Text provided: Begin

Health Care

Area So Far Immune To Worker Shortage

By Scott Nunn, posted Dec 4, 2020

Since the start of the COVID-19 pandemic, hospital capacity has been a top concern for officials plotting a response. And capacity is not just the number of beds – hos­pitals need adequate equipment and supplies and, most important, they need the workers who provide the care.
While certain areas of the U.S. have experienced both space and staff shortages during the pandemic, the current surge in cases is begin­ning to strain hospitals nationwide, federal health officials say.
Wilmington-area hospitals have not had any major worker shortages during the pandemic, officials said.
But the situation is different elsewhere. The U.S. Department of Health and Human Services reported recently that more than 1,000 hospi­tals across the nation are “critically” short on staff. That is about a fifth of the hospitals that report staffing lev­els. And with cases still spiking, some hospitals that so far are getting by have reported that they expected to face similar shortages in the coming weeks.
There are many factors behind the shortage, officials say. Heavy patient loads directly related to the virus, workers who are infected or have been exposed and those needing to help children who are out of school are a few.

Text provided: End
Supplied information: Begin

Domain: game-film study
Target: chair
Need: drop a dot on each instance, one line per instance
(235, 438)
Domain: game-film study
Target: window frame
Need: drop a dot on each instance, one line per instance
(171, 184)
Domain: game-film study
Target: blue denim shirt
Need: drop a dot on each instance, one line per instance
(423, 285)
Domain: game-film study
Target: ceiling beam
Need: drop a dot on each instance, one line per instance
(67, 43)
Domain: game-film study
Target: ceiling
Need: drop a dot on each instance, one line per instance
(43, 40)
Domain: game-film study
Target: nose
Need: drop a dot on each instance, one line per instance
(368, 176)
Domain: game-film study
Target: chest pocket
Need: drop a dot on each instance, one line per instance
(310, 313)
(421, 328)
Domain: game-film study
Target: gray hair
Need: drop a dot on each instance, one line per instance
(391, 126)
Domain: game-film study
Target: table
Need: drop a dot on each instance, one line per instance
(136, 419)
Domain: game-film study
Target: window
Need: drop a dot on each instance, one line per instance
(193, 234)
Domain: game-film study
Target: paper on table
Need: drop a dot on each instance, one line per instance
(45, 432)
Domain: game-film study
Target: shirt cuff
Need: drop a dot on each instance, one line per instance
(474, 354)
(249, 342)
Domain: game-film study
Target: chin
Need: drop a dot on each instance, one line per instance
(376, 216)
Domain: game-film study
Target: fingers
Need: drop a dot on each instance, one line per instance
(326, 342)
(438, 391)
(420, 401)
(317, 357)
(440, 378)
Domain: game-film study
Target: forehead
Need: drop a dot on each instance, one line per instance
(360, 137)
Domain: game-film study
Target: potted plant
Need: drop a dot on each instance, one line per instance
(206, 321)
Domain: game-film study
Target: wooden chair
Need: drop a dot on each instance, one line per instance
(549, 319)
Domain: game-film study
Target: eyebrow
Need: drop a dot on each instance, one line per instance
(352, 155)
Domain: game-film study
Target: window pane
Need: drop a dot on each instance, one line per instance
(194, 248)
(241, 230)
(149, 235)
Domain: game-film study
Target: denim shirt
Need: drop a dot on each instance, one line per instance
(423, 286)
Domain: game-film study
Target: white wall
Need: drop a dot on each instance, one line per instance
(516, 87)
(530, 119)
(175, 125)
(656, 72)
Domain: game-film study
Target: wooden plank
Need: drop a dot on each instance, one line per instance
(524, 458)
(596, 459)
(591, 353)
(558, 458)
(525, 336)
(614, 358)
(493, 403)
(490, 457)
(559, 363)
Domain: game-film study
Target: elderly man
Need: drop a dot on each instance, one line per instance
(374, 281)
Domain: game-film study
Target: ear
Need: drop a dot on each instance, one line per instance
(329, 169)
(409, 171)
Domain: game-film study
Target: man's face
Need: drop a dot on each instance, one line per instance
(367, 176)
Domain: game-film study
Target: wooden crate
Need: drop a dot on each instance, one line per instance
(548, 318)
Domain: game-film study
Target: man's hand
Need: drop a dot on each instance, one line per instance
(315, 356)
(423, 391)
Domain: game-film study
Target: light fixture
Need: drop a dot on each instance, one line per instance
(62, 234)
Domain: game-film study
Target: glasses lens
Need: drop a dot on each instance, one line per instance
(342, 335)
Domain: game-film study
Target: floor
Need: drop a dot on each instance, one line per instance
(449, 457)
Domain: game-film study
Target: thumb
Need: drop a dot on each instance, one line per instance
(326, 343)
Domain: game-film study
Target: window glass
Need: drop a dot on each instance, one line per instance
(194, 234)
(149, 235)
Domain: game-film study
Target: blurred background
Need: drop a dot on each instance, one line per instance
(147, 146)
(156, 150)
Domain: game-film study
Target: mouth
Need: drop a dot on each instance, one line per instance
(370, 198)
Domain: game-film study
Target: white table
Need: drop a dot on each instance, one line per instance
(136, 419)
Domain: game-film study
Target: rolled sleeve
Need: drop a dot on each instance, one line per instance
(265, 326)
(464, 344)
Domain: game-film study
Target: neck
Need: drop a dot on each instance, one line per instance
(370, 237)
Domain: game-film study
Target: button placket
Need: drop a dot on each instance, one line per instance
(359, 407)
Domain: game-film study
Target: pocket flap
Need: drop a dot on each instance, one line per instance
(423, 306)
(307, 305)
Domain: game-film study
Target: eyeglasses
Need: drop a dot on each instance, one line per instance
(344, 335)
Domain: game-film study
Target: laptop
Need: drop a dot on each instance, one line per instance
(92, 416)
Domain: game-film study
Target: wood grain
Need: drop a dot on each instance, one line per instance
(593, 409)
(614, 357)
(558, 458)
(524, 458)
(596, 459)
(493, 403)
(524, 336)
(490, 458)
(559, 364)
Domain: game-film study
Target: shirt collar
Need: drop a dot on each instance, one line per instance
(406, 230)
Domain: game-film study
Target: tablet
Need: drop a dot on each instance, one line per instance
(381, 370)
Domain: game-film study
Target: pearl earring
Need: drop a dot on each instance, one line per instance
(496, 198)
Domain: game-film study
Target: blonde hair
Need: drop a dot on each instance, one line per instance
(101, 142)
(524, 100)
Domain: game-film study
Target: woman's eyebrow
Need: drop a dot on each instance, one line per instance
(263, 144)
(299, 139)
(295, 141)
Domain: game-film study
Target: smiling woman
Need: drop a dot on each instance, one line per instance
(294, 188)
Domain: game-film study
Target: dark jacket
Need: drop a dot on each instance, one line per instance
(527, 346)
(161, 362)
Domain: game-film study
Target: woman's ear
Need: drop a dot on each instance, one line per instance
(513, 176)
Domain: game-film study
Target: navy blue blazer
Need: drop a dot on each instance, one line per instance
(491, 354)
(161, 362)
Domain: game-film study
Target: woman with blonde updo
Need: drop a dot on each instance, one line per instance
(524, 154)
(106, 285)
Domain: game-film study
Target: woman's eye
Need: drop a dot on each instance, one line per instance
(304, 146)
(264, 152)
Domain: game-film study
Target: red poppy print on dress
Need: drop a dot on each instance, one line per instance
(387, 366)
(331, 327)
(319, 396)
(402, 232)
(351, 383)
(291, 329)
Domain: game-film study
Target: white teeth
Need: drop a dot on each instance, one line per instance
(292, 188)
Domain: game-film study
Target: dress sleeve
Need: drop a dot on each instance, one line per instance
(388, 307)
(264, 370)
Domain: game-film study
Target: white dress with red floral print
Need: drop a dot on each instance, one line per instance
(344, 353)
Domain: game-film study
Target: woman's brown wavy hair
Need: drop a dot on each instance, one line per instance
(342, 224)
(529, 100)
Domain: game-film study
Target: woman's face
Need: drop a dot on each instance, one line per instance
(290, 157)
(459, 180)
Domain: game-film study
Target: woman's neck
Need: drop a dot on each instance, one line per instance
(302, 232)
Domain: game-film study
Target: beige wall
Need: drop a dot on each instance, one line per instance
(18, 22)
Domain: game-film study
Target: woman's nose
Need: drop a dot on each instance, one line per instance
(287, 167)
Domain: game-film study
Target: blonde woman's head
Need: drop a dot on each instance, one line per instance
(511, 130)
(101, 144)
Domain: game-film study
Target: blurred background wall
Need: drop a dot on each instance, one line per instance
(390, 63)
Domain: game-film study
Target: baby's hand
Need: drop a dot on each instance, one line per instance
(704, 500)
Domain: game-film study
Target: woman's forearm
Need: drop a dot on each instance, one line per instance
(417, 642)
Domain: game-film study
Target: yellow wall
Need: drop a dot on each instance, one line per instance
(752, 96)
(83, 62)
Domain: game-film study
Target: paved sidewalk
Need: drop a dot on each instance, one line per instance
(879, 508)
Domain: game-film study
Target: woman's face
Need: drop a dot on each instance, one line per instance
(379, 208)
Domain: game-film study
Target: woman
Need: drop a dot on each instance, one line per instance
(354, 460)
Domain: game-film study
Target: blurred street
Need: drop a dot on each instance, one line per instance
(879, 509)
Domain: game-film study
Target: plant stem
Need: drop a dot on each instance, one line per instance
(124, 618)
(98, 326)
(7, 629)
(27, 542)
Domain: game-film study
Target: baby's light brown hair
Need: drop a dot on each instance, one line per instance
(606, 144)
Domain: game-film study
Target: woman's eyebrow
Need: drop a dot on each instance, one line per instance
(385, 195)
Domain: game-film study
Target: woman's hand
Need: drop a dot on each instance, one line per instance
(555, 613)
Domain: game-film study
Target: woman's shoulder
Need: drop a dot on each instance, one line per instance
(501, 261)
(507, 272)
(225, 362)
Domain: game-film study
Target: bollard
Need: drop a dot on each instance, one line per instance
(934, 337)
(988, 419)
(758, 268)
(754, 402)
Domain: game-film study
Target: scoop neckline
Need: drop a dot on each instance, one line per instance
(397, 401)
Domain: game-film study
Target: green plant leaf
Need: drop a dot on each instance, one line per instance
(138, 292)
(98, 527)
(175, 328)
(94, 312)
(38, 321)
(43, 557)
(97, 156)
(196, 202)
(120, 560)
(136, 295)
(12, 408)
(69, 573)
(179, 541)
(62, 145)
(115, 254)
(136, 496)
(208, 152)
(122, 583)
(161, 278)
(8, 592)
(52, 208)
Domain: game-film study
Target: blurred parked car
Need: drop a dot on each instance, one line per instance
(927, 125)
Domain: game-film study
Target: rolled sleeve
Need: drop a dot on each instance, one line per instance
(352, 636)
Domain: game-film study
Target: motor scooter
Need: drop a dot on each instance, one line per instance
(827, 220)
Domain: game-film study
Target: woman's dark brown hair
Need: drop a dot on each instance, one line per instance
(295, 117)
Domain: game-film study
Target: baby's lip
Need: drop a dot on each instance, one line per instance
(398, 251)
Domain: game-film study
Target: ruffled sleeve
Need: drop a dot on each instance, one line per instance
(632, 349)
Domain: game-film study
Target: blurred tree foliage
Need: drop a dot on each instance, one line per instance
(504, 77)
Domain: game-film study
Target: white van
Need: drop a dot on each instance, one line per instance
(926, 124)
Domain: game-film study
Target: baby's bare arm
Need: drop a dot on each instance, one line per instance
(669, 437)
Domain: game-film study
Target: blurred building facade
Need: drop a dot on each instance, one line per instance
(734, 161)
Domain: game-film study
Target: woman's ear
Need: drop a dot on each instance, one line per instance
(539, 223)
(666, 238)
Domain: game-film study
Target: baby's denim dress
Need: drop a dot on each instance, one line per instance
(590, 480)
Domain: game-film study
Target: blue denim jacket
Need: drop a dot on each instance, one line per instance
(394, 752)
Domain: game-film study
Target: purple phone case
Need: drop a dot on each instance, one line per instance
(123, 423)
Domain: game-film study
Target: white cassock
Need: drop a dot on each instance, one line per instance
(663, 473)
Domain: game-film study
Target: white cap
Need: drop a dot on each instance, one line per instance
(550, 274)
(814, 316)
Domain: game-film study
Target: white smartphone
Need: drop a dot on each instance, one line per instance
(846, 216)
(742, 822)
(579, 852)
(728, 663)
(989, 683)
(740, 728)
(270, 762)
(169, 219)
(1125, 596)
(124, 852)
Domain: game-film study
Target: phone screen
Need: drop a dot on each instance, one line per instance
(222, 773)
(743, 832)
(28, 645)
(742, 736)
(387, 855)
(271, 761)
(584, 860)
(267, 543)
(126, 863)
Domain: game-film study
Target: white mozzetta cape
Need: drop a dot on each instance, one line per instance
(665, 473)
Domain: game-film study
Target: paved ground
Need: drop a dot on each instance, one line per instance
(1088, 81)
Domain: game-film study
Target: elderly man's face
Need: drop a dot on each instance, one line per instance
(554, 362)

Supplied information: End

Can you retype the stretch of the hospital staffing article from "By Scott Nunn, posted" through "provide the care.", word for word?

• **The answer**:
By Scott Nunn, posted Dec 4, 2020

Since the start of the COVID-19 pandemic, hospital capacity has been a top concern for officials plotting a response. And capacity is not just the number of beds – hos­pitals need adequate equipment and supplies and, most important, they need the workers who provide the care.